-- Given request --
Rewrite only the lines from the one containing "the bbc logo" through the end of the items, requests included. Scale every x and y coordinate in the answers by 1.15 and round to whole numbers, with halves rounding up, and leave the request text unchanged.

-- Stored records --

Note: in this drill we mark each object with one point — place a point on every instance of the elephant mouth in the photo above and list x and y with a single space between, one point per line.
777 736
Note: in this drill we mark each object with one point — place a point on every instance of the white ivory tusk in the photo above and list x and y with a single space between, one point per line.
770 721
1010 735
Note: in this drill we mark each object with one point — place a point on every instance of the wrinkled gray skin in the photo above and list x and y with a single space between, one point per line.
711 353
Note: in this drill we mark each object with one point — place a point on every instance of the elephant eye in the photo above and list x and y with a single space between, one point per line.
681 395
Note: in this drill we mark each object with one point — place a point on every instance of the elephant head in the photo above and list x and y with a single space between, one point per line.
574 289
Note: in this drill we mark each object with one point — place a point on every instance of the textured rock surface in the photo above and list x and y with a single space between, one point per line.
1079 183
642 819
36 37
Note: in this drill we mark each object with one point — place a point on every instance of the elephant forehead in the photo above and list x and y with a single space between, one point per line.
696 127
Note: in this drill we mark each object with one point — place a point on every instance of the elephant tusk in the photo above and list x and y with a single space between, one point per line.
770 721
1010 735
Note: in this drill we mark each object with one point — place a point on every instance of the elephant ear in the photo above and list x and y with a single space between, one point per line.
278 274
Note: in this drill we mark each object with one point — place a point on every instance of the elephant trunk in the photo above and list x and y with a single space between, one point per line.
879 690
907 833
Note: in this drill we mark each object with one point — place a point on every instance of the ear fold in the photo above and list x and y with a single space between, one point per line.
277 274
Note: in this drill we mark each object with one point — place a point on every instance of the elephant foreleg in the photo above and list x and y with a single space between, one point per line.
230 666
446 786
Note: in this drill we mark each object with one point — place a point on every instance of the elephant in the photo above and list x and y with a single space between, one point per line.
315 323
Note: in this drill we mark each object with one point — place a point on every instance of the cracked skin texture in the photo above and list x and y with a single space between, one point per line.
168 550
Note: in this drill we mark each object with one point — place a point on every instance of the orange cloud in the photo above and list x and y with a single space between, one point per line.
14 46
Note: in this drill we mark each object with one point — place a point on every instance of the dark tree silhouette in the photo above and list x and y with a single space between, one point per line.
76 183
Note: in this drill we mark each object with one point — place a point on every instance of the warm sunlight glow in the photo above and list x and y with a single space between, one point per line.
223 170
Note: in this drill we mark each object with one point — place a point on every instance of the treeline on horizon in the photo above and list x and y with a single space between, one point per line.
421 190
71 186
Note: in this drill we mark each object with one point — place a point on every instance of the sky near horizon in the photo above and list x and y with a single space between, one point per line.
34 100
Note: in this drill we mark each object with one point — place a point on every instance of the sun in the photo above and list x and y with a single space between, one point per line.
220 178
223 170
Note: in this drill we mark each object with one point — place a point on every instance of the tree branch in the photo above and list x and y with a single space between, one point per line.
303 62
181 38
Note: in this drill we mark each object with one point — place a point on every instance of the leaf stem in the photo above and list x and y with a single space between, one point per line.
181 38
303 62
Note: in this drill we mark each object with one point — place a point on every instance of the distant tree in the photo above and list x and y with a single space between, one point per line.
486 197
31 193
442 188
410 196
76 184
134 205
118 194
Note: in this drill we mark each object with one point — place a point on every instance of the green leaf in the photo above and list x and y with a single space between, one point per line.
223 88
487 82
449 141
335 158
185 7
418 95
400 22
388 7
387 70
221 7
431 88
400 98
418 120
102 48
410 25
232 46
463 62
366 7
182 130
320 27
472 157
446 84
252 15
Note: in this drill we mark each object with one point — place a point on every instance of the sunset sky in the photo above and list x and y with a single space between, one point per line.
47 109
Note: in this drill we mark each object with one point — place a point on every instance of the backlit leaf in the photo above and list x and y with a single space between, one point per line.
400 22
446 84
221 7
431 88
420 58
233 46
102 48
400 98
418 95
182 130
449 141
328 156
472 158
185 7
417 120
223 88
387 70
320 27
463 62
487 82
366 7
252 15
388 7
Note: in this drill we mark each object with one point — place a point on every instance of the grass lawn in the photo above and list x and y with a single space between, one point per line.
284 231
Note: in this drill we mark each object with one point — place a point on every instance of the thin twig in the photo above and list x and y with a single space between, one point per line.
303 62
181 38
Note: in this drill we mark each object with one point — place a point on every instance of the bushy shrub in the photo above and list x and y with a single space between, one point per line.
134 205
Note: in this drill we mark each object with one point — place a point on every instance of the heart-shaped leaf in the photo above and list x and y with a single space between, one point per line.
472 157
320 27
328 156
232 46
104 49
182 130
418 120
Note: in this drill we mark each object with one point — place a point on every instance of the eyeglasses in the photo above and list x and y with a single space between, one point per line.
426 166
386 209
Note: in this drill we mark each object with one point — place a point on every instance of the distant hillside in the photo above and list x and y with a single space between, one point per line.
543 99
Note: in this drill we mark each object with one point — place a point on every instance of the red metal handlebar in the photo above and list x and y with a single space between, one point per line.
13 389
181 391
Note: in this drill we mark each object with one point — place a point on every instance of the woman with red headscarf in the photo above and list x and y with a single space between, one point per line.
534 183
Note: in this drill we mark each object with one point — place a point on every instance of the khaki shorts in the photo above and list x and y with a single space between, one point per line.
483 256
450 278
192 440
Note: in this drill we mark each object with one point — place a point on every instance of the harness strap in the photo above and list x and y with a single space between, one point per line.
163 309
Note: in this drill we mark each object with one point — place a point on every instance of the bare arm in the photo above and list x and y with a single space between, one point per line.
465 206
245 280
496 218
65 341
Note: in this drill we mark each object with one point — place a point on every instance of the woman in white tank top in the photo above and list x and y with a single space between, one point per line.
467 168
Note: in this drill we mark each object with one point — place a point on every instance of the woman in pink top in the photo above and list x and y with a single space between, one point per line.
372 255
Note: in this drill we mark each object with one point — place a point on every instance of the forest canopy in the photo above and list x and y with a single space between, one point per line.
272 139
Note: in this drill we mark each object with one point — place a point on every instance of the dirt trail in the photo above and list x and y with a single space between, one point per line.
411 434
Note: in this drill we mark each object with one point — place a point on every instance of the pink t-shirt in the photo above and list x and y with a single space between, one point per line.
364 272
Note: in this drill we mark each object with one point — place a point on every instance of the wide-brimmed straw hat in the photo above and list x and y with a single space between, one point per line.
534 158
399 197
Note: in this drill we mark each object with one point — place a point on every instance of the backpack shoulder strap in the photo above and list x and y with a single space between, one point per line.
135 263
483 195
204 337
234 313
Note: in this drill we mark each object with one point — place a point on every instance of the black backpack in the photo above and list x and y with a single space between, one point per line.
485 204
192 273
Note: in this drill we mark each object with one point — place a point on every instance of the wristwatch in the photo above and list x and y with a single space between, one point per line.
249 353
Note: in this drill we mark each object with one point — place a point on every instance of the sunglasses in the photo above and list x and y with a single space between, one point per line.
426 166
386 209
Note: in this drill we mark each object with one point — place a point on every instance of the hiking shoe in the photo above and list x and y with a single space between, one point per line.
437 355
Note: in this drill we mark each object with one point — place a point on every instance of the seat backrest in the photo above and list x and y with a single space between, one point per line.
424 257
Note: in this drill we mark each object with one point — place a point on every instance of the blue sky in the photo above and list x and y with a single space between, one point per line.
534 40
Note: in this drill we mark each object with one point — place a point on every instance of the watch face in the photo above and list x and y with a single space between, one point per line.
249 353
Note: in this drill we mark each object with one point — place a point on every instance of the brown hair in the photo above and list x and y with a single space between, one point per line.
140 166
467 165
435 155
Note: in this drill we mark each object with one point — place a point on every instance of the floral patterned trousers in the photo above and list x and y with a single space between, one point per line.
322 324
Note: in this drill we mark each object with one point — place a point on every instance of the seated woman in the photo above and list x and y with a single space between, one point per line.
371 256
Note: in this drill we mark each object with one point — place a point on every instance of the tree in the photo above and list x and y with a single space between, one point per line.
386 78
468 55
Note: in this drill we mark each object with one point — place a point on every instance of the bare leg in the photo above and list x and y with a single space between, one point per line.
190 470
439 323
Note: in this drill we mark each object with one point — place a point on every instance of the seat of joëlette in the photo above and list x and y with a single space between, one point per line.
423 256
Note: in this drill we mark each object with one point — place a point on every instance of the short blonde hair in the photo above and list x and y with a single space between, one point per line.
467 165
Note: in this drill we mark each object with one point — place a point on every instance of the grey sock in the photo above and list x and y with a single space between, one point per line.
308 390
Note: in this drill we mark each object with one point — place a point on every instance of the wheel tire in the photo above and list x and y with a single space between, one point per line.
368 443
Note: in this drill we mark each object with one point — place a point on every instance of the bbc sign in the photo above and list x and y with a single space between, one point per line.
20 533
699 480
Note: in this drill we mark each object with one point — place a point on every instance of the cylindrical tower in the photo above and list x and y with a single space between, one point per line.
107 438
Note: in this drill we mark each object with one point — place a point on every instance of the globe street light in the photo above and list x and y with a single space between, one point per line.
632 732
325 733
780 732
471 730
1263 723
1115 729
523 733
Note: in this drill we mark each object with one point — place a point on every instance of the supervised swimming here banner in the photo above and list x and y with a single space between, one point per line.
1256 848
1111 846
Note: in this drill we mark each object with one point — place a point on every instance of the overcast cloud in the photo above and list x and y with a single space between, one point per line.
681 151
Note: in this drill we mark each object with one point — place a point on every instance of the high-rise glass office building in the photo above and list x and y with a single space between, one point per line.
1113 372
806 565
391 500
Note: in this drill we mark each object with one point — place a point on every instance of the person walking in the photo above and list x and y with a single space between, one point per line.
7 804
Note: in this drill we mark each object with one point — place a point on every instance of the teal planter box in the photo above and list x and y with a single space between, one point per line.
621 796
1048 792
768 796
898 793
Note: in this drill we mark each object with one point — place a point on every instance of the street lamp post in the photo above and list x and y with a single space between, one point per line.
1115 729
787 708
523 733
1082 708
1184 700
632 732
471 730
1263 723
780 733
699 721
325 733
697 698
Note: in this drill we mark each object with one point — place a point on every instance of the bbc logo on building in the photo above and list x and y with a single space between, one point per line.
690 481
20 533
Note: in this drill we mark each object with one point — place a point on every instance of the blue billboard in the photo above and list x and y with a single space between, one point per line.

-- Full response --
Note: in this drill we mark each object with one point — place a point on every instance of the bbc logo on building in the photo above and list x and y with a single space between, one point per line.
794 553
23 613
Note: in this drill we mark each object with one point — place a point on every instance of the blue billboard in the photo above and list x and y with a single space between, one point per line.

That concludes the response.